◆ **WORK TO BE COMPLETED**
Print all entries below exactly, without images.

◆ **DATA RECORDS**
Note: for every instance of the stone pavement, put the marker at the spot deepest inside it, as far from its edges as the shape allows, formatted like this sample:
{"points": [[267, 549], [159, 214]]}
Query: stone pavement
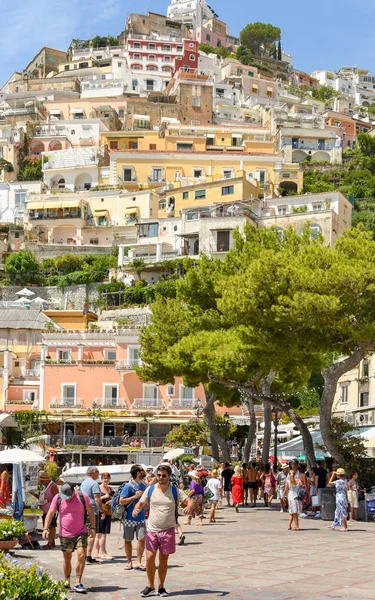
{"points": [[245, 556]]}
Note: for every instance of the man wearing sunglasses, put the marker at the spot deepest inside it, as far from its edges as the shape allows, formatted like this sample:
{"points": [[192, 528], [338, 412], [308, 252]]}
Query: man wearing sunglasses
{"points": [[160, 535]]}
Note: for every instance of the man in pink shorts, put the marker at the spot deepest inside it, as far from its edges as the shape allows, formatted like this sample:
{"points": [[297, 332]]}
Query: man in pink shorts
{"points": [[163, 499]]}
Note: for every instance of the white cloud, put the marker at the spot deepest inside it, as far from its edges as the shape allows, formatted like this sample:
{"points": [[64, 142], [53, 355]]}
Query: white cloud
{"points": [[27, 27]]}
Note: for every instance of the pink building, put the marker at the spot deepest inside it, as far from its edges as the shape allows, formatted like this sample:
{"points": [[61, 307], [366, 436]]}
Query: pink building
{"points": [[85, 375]]}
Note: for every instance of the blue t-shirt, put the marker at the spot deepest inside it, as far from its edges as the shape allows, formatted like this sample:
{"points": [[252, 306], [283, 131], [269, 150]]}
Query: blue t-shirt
{"points": [[129, 491], [91, 487]]}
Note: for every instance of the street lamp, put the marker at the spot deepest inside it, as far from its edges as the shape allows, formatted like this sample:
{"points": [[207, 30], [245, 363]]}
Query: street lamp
{"points": [[93, 406], [226, 426], [275, 424], [198, 407]]}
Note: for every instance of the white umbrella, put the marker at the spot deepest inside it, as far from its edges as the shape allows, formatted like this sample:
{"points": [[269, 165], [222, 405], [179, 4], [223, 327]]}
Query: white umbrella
{"points": [[174, 453], [17, 455], [39, 300], [25, 292]]}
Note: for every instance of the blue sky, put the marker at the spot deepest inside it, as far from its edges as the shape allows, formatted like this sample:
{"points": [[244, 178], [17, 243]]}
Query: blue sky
{"points": [[322, 35]]}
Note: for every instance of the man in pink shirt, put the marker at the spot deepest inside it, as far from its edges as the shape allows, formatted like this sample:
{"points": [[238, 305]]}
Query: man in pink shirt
{"points": [[73, 505]]}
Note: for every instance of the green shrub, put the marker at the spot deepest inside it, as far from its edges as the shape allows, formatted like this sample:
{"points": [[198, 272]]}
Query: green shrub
{"points": [[52, 469], [27, 582], [10, 529]]}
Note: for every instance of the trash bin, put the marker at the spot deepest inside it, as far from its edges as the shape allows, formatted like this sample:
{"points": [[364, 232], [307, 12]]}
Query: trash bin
{"points": [[328, 507], [370, 504]]}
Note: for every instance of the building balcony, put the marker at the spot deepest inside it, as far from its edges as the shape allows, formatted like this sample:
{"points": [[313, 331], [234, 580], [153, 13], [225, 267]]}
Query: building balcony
{"points": [[182, 404], [144, 36], [61, 402], [54, 215], [152, 258], [126, 365], [148, 403], [111, 403]]}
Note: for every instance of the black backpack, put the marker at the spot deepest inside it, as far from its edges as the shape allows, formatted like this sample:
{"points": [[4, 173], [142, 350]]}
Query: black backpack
{"points": [[80, 494]]}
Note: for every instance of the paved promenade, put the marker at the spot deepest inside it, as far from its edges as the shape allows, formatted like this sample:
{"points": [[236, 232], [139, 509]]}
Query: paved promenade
{"points": [[245, 556]]}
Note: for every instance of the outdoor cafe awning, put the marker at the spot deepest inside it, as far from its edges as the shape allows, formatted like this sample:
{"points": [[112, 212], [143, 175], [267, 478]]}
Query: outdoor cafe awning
{"points": [[71, 204], [35, 205], [49, 205]]}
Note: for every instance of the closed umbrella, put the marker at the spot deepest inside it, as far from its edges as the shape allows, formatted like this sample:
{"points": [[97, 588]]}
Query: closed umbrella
{"points": [[18, 455], [174, 453], [25, 292]]}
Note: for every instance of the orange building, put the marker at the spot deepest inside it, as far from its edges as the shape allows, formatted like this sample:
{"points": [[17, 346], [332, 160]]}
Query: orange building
{"points": [[89, 386]]}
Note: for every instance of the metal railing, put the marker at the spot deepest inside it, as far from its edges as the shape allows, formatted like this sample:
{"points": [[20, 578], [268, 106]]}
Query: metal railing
{"points": [[127, 365], [145, 403], [182, 403], [111, 402], [61, 402], [106, 441]]}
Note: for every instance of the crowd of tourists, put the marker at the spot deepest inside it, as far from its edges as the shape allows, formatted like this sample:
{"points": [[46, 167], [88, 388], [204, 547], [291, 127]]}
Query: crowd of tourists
{"points": [[148, 507]]}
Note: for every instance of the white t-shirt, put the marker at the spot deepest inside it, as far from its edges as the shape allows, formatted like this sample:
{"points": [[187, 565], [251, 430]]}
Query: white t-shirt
{"points": [[214, 485], [162, 508]]}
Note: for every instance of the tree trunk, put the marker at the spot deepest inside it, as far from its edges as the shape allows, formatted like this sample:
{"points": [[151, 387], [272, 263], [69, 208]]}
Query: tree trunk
{"points": [[331, 376], [266, 384], [267, 418], [306, 437], [210, 418], [252, 428]]}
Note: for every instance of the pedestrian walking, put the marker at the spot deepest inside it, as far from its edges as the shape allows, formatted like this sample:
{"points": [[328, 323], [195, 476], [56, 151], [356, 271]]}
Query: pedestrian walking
{"points": [[91, 487], [46, 496], [245, 472], [252, 482], [196, 494], [281, 479], [163, 500], [226, 476], [292, 487], [338, 479], [320, 481], [134, 525], [100, 546], [269, 483], [237, 487], [305, 483], [216, 489], [353, 496], [74, 506]]}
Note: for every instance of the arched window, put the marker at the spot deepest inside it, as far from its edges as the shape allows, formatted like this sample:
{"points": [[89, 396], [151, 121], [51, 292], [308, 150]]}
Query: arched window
{"points": [[315, 230]]}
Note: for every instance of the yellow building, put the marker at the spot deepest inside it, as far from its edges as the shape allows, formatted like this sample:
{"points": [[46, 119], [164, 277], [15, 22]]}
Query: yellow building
{"points": [[157, 168], [215, 189], [176, 137], [72, 319], [191, 154]]}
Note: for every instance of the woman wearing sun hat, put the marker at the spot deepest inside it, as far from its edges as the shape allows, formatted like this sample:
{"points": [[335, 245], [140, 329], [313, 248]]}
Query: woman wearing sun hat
{"points": [[338, 479]]}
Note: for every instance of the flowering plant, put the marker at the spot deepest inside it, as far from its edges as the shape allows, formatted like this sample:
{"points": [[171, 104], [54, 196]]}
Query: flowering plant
{"points": [[21, 581], [11, 530]]}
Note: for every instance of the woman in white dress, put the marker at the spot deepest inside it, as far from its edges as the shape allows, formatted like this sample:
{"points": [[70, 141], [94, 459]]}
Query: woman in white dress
{"points": [[291, 489]]}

◆ **RESULT OF THIS TASK**
Note: for every instance of the stone pavement, put the marker at the spot deepest inside it, as far from its edges as the shape allows, formatted like this sample:
{"points": [[267, 549], [159, 214]]}
Query: stone pavement
{"points": [[245, 556]]}
Note: for every instance of the man wearing sunglasses, put the marker at the spot deepest inside it, as far from its edges as the shape allows, formatted like this sample:
{"points": [[192, 528], [338, 412], [308, 252]]}
Query: man wearing sunglasses
{"points": [[160, 535]]}
Note: for every instance of the man in pink shorts, put the marker at the spot deepest inside it, as far from its edges as the shape allows, formatted like this sample:
{"points": [[297, 332]]}
Query: man in pink shorts
{"points": [[163, 499]]}
Note: for every instance of the white cloud, put the marker at the spot deepest inside it, as far from its edges as the shape allows, formatted like this sample:
{"points": [[64, 142], [53, 355]]}
Query: white cloud
{"points": [[27, 27]]}
Note: for every instance of the pink building, put the marker at the spot deepest inside it, as far from its edges as the shape allows, formatted like this sample:
{"points": [[61, 307], [366, 436]]}
Query: pink building
{"points": [[85, 375]]}
Note: for every instance of the blue t-shirt, put the marker at the spot deepest inside it, as far from its edges as the shape allows, formatted like this sample:
{"points": [[252, 306], [283, 131], [269, 150]]}
Query: blue t-shirt
{"points": [[129, 491], [91, 487]]}
Note: for every instance of the street lamp, put the marker at the spot deepest inside it, as far from its edges as the shape allows, formatted like this sample:
{"points": [[207, 30], [245, 363]]}
Query: street lamp
{"points": [[93, 406], [226, 426], [275, 424], [198, 407]]}
Note: for every instance of the white umbrella, put the marker at the spot deepest inside it, as far from its edges as the shape allows, formatted like this sample:
{"points": [[269, 165], [222, 405], [179, 4], [223, 327]]}
Query: white umbrella
{"points": [[174, 453], [17, 455], [39, 300], [25, 292]]}
Note: for every instance of the blue sky, put the marker at the spot deepest inside it, as far from its edges as the shape allows, formatted like this sample:
{"points": [[244, 178], [17, 243]]}
Query: blue sky
{"points": [[322, 35]]}
Note: for every instance of the man in pink shirt, put the marker at the spot deepest inside it, as far from its edges as the shape allows, formatted like this sample:
{"points": [[238, 305]]}
Query: man in pink shirt
{"points": [[73, 505]]}
Note: for every instance of the green shrub, put the marker at the spot deepest inside it, as far from its edges as the shape allows, formatted like this sample:
{"points": [[198, 272]]}
Query: green shrub
{"points": [[52, 469], [27, 582], [10, 529]]}
Note: for every instance of the trash bin, put the marker at the spot deepest inside it, as far from its edges as the shape allows, formatted like this sample:
{"points": [[364, 232], [307, 12]]}
Query: trash bin
{"points": [[328, 507], [370, 504]]}
Note: for every instance of the building balcony, put the marker at the spot deepest inside it, as far from its edges as the shape allows, formatted like this sample:
{"points": [[313, 331], [234, 580], [153, 13], [225, 267]]}
Query: building balcony
{"points": [[182, 404], [144, 36], [61, 402], [54, 215], [152, 258], [126, 365], [148, 403], [111, 403]]}
Note: for every instance of the black backpack, put the marker at the spot deepest inside it, as far from its edges as the shape allows, formatted like this sample:
{"points": [[4, 173], [142, 350]]}
Query: black backpack
{"points": [[80, 494]]}
Note: for every instance of the paved promenade, put the marker at the spot deepest inside it, as far from its edges as the shape allows, formatted like this sample:
{"points": [[236, 232], [139, 509]]}
Query: paved promenade
{"points": [[245, 556]]}
Note: for every instance of the outdoor cafe awning, put the marker at the spot deepest inside it, as far from its edges as the shape allows, formatted like this sample:
{"points": [[112, 212], [143, 175], [267, 478]]}
Query: outdoor cafe awning
{"points": [[71, 204], [35, 205], [49, 205]]}
Note: for every instance of the closed umbrella, put the marker at the spot deepest inside it, as far from its edges as the shape allows, formatted like this sample:
{"points": [[97, 588]]}
Query: closed umbrella
{"points": [[18, 455], [174, 453], [25, 292]]}
Note: for every instance of the orange building, put the marker at the spot deepest inside it, as far from its edges as the shape allows, formatted like this sample:
{"points": [[17, 346], [332, 160]]}
Query: orange building
{"points": [[89, 386]]}
Note: for every instance of the metal railing, put the marker at the spot deepest inside it, as far from its edges as the shape allows, formatted like this sample:
{"points": [[20, 578], [268, 106]]}
Query: metal railing
{"points": [[127, 365], [145, 403], [182, 403], [111, 402], [61, 402], [106, 441]]}
Note: for every instance of the crowd of tourists, put the marker at the spot deepest inside it, as far from its edges as the shape allows, formatted like this sample:
{"points": [[46, 167], [88, 388], [204, 547], [291, 127]]}
Query: crowd of tourists
{"points": [[148, 507]]}
Note: for every instance of the white t-shirt, put the marker at the spot deepest inside it, as far from its edges as the shape allows, formatted like this sample:
{"points": [[187, 565], [251, 430]]}
Query: white t-shirt
{"points": [[214, 485], [162, 508]]}
Note: for every instance of the tree trunk, put the marker at the spot deepest inside it, as far from its edges as the shape allows, formatted like this sample:
{"points": [[151, 387], [272, 263], [69, 208]]}
Query: tree trunk
{"points": [[331, 376], [266, 384], [267, 418], [306, 437], [210, 418], [252, 428]]}
Note: for every instance of the pedestrian walking, put the marker at the spot deepest inside it, as far from its edges as the shape allows, formatted like this sample:
{"points": [[328, 323], [195, 476], [56, 151], [356, 271]]}
Query: pedestrian walking
{"points": [[91, 487], [46, 496], [245, 472], [252, 482], [196, 494], [281, 479], [163, 500], [226, 476], [292, 487], [338, 479], [320, 481], [134, 525], [100, 546], [269, 483], [237, 487], [305, 483], [216, 489], [353, 496], [74, 506]]}
Note: for every instance of the arched window, put the marker at the spot deepest inside it, as far from its edges as the shape allows, formatted like this sample:
{"points": [[89, 396], [151, 121], [51, 292], [308, 150]]}
Query: arched window
{"points": [[315, 230]]}
Note: for every instance of the yellow building, put the marker at the spot deepest inside it, as far from its edges as the shape allows, formatted like this sample:
{"points": [[46, 119], [164, 277], [15, 22]]}
Query: yellow building
{"points": [[157, 168], [215, 189], [176, 137], [72, 319], [191, 154]]}
Note: for every instance of the woman wearing sun hat, put the marker at the spot deepest inside it, as far from its edges as the shape allows, formatted like this sample:
{"points": [[335, 245], [140, 329], [313, 248]]}
Query: woman wearing sun hat
{"points": [[338, 479]]}
Note: for every instance of the flowering plant, put the marker at the spot deepest inside it, as far from its edges as the shape allows, formatted like this sample:
{"points": [[171, 104], [54, 196]]}
Query: flowering plant
{"points": [[21, 581], [11, 530]]}
Note: for every instance of the woman in white dress, put the marker at the spot deepest inside it, as far from its edges as the shape allows, formatted like this sample:
{"points": [[70, 141], [94, 459]]}
Query: woman in white dress
{"points": [[291, 489]]}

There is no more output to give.